Source records:
───

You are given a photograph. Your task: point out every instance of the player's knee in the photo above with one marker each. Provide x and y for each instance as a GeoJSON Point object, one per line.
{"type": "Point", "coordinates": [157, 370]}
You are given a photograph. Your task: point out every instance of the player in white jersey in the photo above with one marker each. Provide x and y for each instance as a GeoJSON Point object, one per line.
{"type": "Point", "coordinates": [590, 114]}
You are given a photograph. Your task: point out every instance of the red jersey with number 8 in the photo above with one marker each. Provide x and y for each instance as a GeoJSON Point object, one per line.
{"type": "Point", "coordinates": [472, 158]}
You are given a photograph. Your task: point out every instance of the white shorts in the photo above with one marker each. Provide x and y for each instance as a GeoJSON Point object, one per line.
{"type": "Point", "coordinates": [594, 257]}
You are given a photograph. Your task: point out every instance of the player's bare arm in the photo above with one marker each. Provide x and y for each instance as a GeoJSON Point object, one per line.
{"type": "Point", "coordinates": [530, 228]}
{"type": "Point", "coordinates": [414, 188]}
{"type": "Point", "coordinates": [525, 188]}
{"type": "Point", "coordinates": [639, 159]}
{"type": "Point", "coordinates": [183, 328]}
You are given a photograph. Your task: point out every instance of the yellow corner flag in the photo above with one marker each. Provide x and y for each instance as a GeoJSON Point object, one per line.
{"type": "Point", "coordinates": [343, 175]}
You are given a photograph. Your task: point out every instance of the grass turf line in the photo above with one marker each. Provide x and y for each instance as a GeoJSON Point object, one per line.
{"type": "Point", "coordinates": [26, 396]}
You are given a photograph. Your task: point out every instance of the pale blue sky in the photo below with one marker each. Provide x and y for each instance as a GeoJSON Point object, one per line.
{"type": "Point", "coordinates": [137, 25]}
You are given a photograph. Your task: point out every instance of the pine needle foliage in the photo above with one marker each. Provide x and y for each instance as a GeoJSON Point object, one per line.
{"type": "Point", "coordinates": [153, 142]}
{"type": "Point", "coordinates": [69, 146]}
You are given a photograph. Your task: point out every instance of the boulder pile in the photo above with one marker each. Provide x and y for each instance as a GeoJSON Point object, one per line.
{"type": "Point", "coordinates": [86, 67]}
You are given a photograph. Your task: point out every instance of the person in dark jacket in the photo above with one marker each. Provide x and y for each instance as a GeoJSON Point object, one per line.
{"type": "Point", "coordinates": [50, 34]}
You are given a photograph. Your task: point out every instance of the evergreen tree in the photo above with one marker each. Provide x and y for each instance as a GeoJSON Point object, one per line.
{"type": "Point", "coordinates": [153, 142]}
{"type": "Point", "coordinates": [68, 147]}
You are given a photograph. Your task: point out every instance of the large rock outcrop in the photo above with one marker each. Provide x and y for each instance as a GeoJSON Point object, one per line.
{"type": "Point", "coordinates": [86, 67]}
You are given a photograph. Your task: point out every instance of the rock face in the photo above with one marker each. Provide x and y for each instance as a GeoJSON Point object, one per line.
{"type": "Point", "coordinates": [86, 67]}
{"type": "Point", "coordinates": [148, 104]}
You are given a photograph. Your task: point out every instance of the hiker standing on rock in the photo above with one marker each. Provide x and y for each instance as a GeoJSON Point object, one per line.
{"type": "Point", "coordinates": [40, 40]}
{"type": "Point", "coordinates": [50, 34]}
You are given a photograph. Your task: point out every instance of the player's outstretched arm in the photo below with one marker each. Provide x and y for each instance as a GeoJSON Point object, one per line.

───

(Activity)
The data should be written out again in full, exactly as it stands.

(Exercise answer)
You are given a photograph. Your task: point out every instance of the player's knee in the photo above with one marker each. Provide x and y for each instance as a GeoJSON Point object, one per line.
{"type": "Point", "coordinates": [157, 370]}
You are given a photograph. Your task: point out every instance of the player in white jersey in the photo above with one marker each. Provide x and y for each instance as a GeoJSON Point object, one per line.
{"type": "Point", "coordinates": [590, 114]}
You are given a photograph. Your task: point out every instance of the red jersey with number 8 in the photo above with one marker each. Provide x and y for each instance as a GeoJSON Point object, one per line.
{"type": "Point", "coordinates": [472, 158]}
You are given a photograph. Your task: point out every instance of the white shorts in the photo above with one marker each. Provide x and y for each instance as a GeoJSON Point object, one per line.
{"type": "Point", "coordinates": [594, 257]}
You are given a photograph. Your task: point out every instance of the player's bare arm in the photo above with one marker each. Provide x and y for each instance as a GeoJSON Point object, one per line.
{"type": "Point", "coordinates": [530, 228]}
{"type": "Point", "coordinates": [414, 188]}
{"type": "Point", "coordinates": [525, 188]}
{"type": "Point", "coordinates": [639, 159]}
{"type": "Point", "coordinates": [183, 328]}
You are given a photograph. Your task: point out every instance of the yellow corner flag in the photo above with one marker each. Provide x and y for each instance as a GeoJSON Point object, one per line.
{"type": "Point", "coordinates": [343, 175]}
You are given a photograph. Your task: point out every instance of the grass turf line in the photo above with one marker each. Provide x and y for each instance as a GeoJSON Point object, one per line.
{"type": "Point", "coordinates": [26, 396]}
You are given a photograph. Your task: point out every instance of the pale blue sky in the photo below with one marker each. Provide x and y for each instance as a GeoJSON Point object, one per line.
{"type": "Point", "coordinates": [137, 25]}
You are given a photograph. Your task: point out every instance of the pine needle foliage in the photo above with one marker each. Provide x and y for each instance as a GeoJSON Point object, one per line.
{"type": "Point", "coordinates": [153, 142]}
{"type": "Point", "coordinates": [69, 146]}
You are given a photograph. Your task: point out every instance of the boulder pile in the photo above with one marker each. Provide x and y for each instance as a GeoJSON Point object, one per line.
{"type": "Point", "coordinates": [86, 67]}
You are given a photograph. Your task: point out every instance of the person in dark jacket in the photo above with one marker each. Provide x and y for each instance as a GeoJSON Point object, one per line.
{"type": "Point", "coordinates": [50, 34]}
You are given a photograph. Your task: point out every instance of the evergreen tree in the photo above with one marker each. Provide x and y for each instance as a GeoJSON Point object, one per line.
{"type": "Point", "coordinates": [153, 142]}
{"type": "Point", "coordinates": [68, 147]}
You are given a photograph. Your task: point out every instance of the large rock outcrop in the photo above with one marker each. Provide x and y for each instance as a GeoJSON Point object, one per line.
{"type": "Point", "coordinates": [86, 67]}
You are given a photograph. Your task: point out every instance of the rock face in the photo above with one marker each. Provide x and y for each instance as a GeoJSON Point object, one per line.
{"type": "Point", "coordinates": [86, 67]}
{"type": "Point", "coordinates": [148, 104]}
You are given a photograph. Your task: point out every instance of the hiker standing on rock in the photo above with one marker each. Provide x and y for each instance as a GeoJSON Point object, one per line.
{"type": "Point", "coordinates": [40, 40]}
{"type": "Point", "coordinates": [50, 34]}
You are given a photograph. Your task: point out every instance of the player's outstretched arm in the photo below with one marker each. Provide x and y for each instance as a GeoJSON Point object, one per line.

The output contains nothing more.